**WAT WORDT GEVRAAGD:**
a – Druk uit de rijen het deel af dat begint bij het begin van de rijen en eindigt met de regel waarin "xmin=948 ymin=478 xmax=1007 ymax=523" staat, beide grenzen inbegrepen. Laat de afbeeldingen weg.
b – Schrijf de tekst over het ontslag op staande voet en de geweigerde WW-uitkering verder, te beginnen na de laatste zin.

ECLI:NL:CRVB:2005:AT9065

Centrale Raad van Beroep

Datum uitspraak
18 mei 2005
Publicatiedatum
4 april 2013
Zaaknummer
04/5236 WW
Instantie
Centrale Raad van Beroep
Type
Uitspraak
Rechtsgebied
Bestuursrecht; Socialezekerheidsrecht
Procedures
  • Hoger beroep
Rechters
Vindplaatsen
  • Rechtspraak.nl
AI samenvatting door LexboostAutomatisch gegenereerd

Ontslag op staande voet en weigering WW-uitkering wegens verwijtbare werkloosheid

In deze zaak gaat het om een hoger beroep van appellant, vertegenwoordigd door mr. M.J. Klinkert, tegen een uitspraak van de rechtbank Utrecht. Appellant was werkzaam als loodgieter en is op 10 juni 1998 op staande voet ontslagen omdat hij zonder bericht niet op het werk is verschenen. De Raad voor de Rechtspraak heeft de zaak behandeld op 6 april 2005. Gedaagde, vertegenwoordigd door mr. P.A.L. Nieuwenhuis, heeft de WW-uitkering van appellant met ingang van het ontslag blijvend geheel geweigerd, omdat appellant verwijtbaar werkloos zou zijn geworden. Dit besluit is door gedaagde in eerdere besluiten herbevestigd, maar de rechtbank heeft in haar uitspraak het besluit van 29 oktober 1998 ten onrechte betrokken bij haar oordeelsvorming.

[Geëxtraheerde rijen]
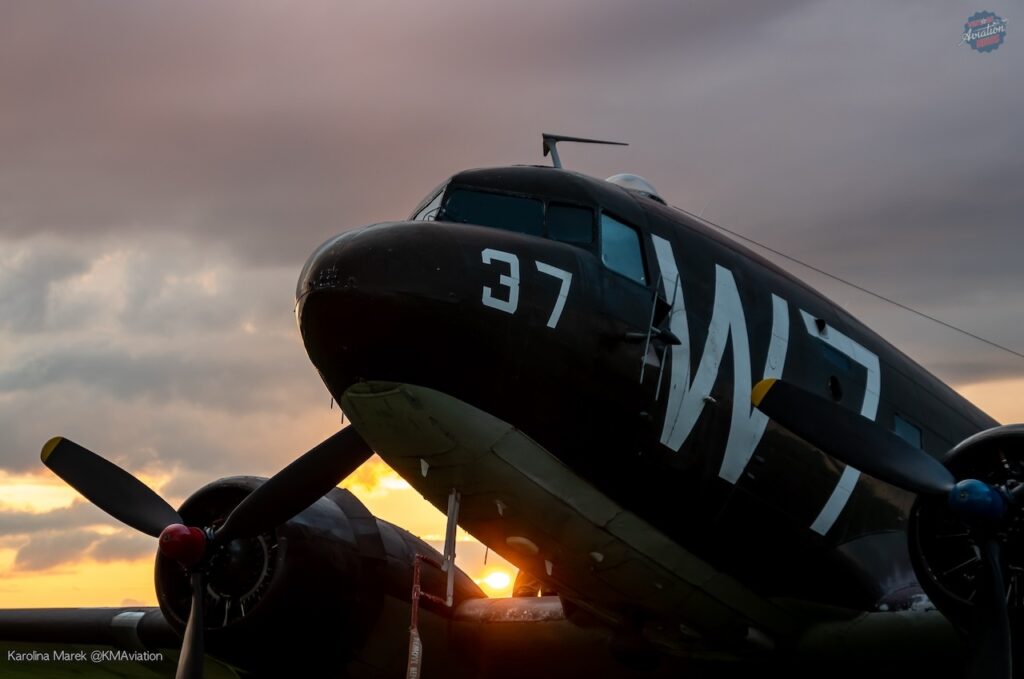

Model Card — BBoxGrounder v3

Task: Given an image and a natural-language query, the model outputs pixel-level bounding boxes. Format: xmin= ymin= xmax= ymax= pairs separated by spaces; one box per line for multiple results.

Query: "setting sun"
xmin=477 ymin=570 xmax=512 ymax=596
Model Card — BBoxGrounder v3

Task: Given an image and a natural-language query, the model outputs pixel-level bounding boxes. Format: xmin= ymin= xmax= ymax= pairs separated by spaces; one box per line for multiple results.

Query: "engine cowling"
xmin=156 ymin=476 xmax=483 ymax=676
xmin=907 ymin=425 xmax=1024 ymax=630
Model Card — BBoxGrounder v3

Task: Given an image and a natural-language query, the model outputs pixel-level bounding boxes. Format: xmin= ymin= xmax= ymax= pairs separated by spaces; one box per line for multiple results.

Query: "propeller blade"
xmin=40 ymin=436 xmax=181 ymax=538
xmin=968 ymin=538 xmax=1013 ymax=679
xmin=214 ymin=427 xmax=373 ymax=545
xmin=174 ymin=570 xmax=206 ymax=679
xmin=751 ymin=380 xmax=956 ymax=494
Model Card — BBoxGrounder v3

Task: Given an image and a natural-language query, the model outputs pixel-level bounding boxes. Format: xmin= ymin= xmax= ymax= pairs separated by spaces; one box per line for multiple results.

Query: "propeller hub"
xmin=160 ymin=523 xmax=207 ymax=567
xmin=948 ymin=478 xmax=1007 ymax=523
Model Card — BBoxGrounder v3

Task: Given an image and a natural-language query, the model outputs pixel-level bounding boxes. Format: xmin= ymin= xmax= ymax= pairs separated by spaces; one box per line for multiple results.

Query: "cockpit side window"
xmin=410 ymin=179 xmax=447 ymax=221
xmin=546 ymin=203 xmax=594 ymax=247
xmin=444 ymin=188 xmax=544 ymax=236
xmin=601 ymin=213 xmax=647 ymax=285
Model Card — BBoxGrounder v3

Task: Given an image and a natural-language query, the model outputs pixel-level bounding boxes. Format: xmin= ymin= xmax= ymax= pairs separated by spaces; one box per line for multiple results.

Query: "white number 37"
xmin=480 ymin=248 xmax=572 ymax=328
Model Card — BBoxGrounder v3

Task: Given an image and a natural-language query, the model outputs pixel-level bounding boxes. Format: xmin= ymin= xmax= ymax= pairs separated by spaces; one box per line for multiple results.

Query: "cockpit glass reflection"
xmin=443 ymin=188 xmax=544 ymax=236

**VERWACHTE ANTWOORDEN:**
a –
Model Card — BBoxGrounder v3

Task: Given an image and a natural-language query, the model outputs pixel-level bounding boxes. Format: xmin= ymin= xmax= ymax= pairs separated by spaces; one box per line for multiple results.

Query: "setting sun"
xmin=477 ymin=570 xmax=512 ymax=596
Model Card — BBoxGrounder v3

Task: Given an image and a natural-language query, the model outputs pixel-level bounding boxes. Format: xmin= ymin= xmax= ymax= pairs separated by spaces; one box per line for multiple results.

Query: "engine cowling"
xmin=156 ymin=476 xmax=483 ymax=676
xmin=907 ymin=425 xmax=1024 ymax=630
Model Card — BBoxGrounder v3

Task: Given an image and a natural-language query, the model outputs pixel-level bounding boxes. Format: xmin= ymin= xmax= ymax= pairs separated by spaces; one box per line for multiple results.

Query: "propeller blade"
xmin=40 ymin=436 xmax=181 ymax=538
xmin=968 ymin=538 xmax=1013 ymax=679
xmin=214 ymin=427 xmax=373 ymax=545
xmin=174 ymin=570 xmax=206 ymax=679
xmin=751 ymin=380 xmax=956 ymax=494
Model Card — BBoxGrounder v3

Task: Given an image and a natural-language query, the model outputs pixel-level bounding boxes. Format: xmin= ymin= xmax= ymax= pairs separated by spaces; one box per line for multiple results.

Query: "propeller hub"
xmin=160 ymin=523 xmax=207 ymax=567
xmin=948 ymin=478 xmax=1007 ymax=523

b –
De Raad oordeelt dat er geen sprake is van een situatie waarin het besluit van gedaagde nietig kan worden verklaard. De Raad stelt vast dat appellant, ondanks waarschuwingen van zijn werkgever, zich herhaaldelijk niet aan de afspraken heeft gehouden, wat leidt tot de conclusie dat hij verwijtbaar werkloos is geworden. De Raad heeft de eerdere uitspraak van de rechtbank vernietigd en het beroep ongegrond verklaard. Tevens is gedaagde veroordeeld in de proceskosten van appellant, die zijn begroot op € 644,-- voor verleende rechtsbijstand in hoger beroep. Het griffierecht van € 87,-- dient door het Uitvoeringsinstituut werknemersverzekeringen aan appellant te worden vergoed.

Uitspraak

04/5236 WW
U I T S P R A A K
in het geding tussen:
[appellant], wonende te [woonplaats], appellant,
en
de Raad van bestuur van het Uitvoeringsinstituut werknemersverzekeringen, gedaagde.
I. ONTSTAAN EN LOOP VAN HET GEDING
Namens appellant heeft mr. M.J. Klinkert, advocaat te Utrecht, op bij aanvullend beroepschrift aangegeven gronden, hoger beroep ingesteld tegen een door de rechtbank Utrecht op 13 augustus 2004, reg. nr. SBR 03/1814 tussen partijen gewezen uitspraak, waarnaar hierbij wordt verwezen.
Gedaagde heeft een verweerschrift ingediend.
Het geding is behandeld ter zitting van 6 april 2005, waar appellant is verschenen bij mr. Klinkert, voornoemd, en gedaagde zich heeft laten vertegenwoordigen door mr. P.A.L. Nieuwenhuis, werkzaam bij het Uitvoeringsinstituut werknemersverzekeringen.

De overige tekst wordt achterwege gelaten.